**REQUIRED ACTION:**
A word-for-word restatement of the data is what is needed.

**DATA UNDER STUDY:**
▬▬▬▬▬▬▬▬▬▬

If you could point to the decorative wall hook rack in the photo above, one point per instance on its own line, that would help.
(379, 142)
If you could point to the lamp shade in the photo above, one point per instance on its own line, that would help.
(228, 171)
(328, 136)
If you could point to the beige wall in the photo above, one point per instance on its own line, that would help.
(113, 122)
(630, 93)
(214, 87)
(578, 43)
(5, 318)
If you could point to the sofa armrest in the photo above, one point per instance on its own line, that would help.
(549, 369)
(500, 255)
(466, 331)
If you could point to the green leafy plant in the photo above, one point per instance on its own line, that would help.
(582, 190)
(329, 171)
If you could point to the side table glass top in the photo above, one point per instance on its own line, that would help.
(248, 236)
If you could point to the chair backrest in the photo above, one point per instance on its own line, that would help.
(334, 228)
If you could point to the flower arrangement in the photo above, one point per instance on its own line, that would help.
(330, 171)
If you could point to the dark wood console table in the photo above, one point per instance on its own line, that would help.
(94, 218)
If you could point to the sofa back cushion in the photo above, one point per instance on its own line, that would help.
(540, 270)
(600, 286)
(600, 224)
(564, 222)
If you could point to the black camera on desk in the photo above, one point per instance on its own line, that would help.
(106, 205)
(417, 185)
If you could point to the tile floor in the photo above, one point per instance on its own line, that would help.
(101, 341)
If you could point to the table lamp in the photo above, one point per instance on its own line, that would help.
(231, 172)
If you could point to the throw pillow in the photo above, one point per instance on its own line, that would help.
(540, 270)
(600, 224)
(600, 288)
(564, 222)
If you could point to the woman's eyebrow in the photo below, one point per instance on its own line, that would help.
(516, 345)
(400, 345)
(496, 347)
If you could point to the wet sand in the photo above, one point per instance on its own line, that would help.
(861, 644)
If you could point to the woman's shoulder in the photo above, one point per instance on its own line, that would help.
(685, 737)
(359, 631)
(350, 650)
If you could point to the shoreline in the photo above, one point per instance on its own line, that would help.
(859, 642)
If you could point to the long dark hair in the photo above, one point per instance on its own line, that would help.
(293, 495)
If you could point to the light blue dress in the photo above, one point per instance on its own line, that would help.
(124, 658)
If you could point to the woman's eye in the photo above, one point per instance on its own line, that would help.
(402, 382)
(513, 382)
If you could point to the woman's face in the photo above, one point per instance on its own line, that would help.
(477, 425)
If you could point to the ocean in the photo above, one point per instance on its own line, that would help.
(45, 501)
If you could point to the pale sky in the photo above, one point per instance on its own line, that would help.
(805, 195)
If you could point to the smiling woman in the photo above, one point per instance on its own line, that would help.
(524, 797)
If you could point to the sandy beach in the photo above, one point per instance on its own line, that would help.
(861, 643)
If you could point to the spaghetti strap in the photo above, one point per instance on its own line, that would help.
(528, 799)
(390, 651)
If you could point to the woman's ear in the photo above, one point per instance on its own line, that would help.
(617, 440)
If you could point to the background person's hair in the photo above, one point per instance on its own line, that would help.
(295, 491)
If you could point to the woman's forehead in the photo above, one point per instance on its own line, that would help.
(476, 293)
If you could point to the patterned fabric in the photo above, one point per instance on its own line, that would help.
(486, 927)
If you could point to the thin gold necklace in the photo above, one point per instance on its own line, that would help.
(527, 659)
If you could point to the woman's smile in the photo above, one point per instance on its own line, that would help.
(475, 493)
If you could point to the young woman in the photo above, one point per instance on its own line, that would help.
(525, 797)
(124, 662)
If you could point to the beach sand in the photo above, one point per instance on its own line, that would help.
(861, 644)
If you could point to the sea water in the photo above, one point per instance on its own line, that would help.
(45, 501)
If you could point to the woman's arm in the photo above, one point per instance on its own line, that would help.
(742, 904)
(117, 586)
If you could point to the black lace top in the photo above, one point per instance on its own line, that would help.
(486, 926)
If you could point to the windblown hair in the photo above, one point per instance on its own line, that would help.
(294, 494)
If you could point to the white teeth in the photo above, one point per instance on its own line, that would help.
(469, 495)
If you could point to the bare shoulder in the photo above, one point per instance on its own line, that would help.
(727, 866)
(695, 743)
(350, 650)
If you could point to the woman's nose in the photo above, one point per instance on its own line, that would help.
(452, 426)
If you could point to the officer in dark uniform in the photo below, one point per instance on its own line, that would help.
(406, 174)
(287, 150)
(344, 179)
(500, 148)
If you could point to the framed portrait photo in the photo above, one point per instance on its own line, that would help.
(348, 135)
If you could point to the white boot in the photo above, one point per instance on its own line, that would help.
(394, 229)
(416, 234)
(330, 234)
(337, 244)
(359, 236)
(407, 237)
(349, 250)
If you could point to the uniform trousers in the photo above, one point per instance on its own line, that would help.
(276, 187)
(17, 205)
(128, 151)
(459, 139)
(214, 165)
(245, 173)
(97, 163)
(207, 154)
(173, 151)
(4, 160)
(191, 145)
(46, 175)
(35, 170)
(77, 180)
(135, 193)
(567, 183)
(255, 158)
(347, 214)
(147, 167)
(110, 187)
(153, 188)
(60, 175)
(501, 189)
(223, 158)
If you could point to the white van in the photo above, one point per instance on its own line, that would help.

▬▬▬▬▬▬▬▬▬▬

**RESPONSE TO THIS TASK:**
If you could point to the decorative wall hook rack in the photo above, one point per instance on its own line, that would help.
(379, 142)
If you could point to the lamp shade in the photo above, one point per instance on its own line, that would help.
(228, 171)
(328, 136)
If you could point to the beige wall in the photo above, one point per instance on its own line, that would help.
(113, 122)
(630, 93)
(214, 87)
(578, 43)
(5, 318)
If you could point to the sofa armrest in the photo above, one point per instance on its own line, that would help.
(549, 369)
(500, 255)
(466, 331)
If you could point to the green leafy plant in the photo above, one point per instance on its own line, that would help.
(582, 190)
(329, 171)
If you could point to the side table glass top in the photo above, one point per instance on its own line, that would help.
(248, 236)
If you could point to the chair backrest in the photo above, one point per instance on its own line, that would help.
(334, 228)
If you could point to the flower arrangement in the photo above, one point per instance on its own line, that would help.
(330, 171)
If you could point to the dark wood console table in the photo above, one point per instance on its own line, that would help.
(94, 218)
If you could point to the sofa back cushion in the photo above, one point per instance on its own line, that would help.
(540, 270)
(600, 286)
(600, 224)
(564, 222)
If you could point to the black camera on desk in the photo above, one point per instance on its own line, that would help.
(106, 205)
(417, 185)
If you could point to the tile floor in the photo above, one point per instance on its own line, that would help.
(101, 341)
If you could point to the table lamp in the photo above, one point per instance on its own line, that would help.
(231, 172)
If you could point to the throw pillow in the photo above, one point per instance on its own line, that would help.
(540, 270)
(600, 224)
(600, 288)
(564, 222)
If you could point to the woman's eyebrow in the photo below, one point per instance on its own line, that would help.
(516, 345)
(400, 345)
(496, 347)
If you could point to the wet sand in the photo above, one point per instance on its own line, that would help.
(861, 644)
If you could point to the woman's shoulder in the photo above, one point per instance on its own line, that would help.
(685, 737)
(359, 631)
(350, 650)
If you could point to the shoreline in the photo above, one point per instance on its own line, that would help.
(859, 642)
If you could point to the long dark hair in the photo above, one point per instance on its own line, that would help.
(293, 495)
If you could point to the light blue dress in the photo above, one point per instance on its own line, that would help.
(124, 658)
If you could point to the woman's eye in the photo above, one point per instance on its own line, that would help.
(402, 382)
(513, 382)
If you could point to the woman's face in the photo above, one point per instance on its own line, that would help.
(477, 425)
If you could point to the ocean in the photo above, one point per instance on its own line, that would help.
(45, 501)
If you could point to the pale sky in the photo above, one point per instance on its own line, that would help.
(805, 195)
If you could point to the smiling woman in the photo above, one point per instance on its own line, that would help.
(524, 797)
If you could point to the sandy beach in the photo above, one point per instance on its own line, that would help.
(861, 643)
If you could point to the spaghetti strap in the photo above, one point per instance on its own line, that would help.
(528, 799)
(390, 651)
If you could point to the woman's ear in the photo above, one point per instance on its own line, that would help.
(617, 440)
If you could point to the background person's hair in the photo above, one point per instance on its own line, that would help.
(295, 491)
If you could point to the woman's forehead in the photo above, one point per instance on its own line, that would help.
(476, 293)
If you could point to the patterned fabric in the photo above, one point per instance on its own line, that would help.
(486, 927)
If you could point to the thin gold necklace in the photo above, one point per instance on its own line, that would help.
(527, 659)
If you could point to the woman's smile in the photo above, one point per instance on its own line, that would help.
(475, 493)
If you could point to the young woman in the photo above, one point per instance on its own line, that would help.
(525, 797)
(124, 662)
If you could point to the beach sand in the photo above, one point per instance on its own line, that would help.
(861, 644)
If you could point to the sea water in the photo above, one point per instance on its own line, that would help.
(45, 501)
If you could point to the woman's arm in the photo above, one point per instance on its own line, that would help.
(742, 904)
(117, 586)
If you could point to the black lace top in the photo above, one point per instance on its own line, that would help.
(486, 926)
If you could point to the windblown hair in the photo above, one point per instance on its own line, that would help.
(294, 494)
If you could point to the white teeth in the photo above, one point per instance on its own line, that would help.
(469, 495)
If you could point to the bare shoulder in the photo above, one point per instance on its own line, that would help.
(727, 866)
(695, 743)
(350, 650)
If you could point to the woman's nose in the photo above, one point per instance on its own line, that would help.
(452, 426)
If you could point to the officer in dark uniform in the photo below, one point per instance on its own line, that would help.
(406, 174)
(287, 150)
(344, 179)
(500, 148)
If you could point to the framed portrait photo in the photo above, one point per instance on its own line, that would help.
(348, 135)
If you could point to the white boot in the photo above, one point per instance on its own line, that would help.
(394, 229)
(416, 234)
(330, 234)
(337, 244)
(359, 236)
(407, 237)
(349, 250)
If you could point to the uniform trousers in the photo above, one point per instance on its own line, that would help.
(276, 187)
(17, 205)
(128, 151)
(459, 139)
(214, 165)
(245, 173)
(97, 163)
(207, 154)
(173, 151)
(4, 160)
(191, 145)
(46, 175)
(35, 170)
(77, 180)
(135, 193)
(567, 183)
(255, 158)
(347, 214)
(147, 167)
(110, 187)
(153, 188)
(60, 175)
(501, 189)
(223, 158)
If you could point to the white van in the photo above, one point per instance on its own line, that would help.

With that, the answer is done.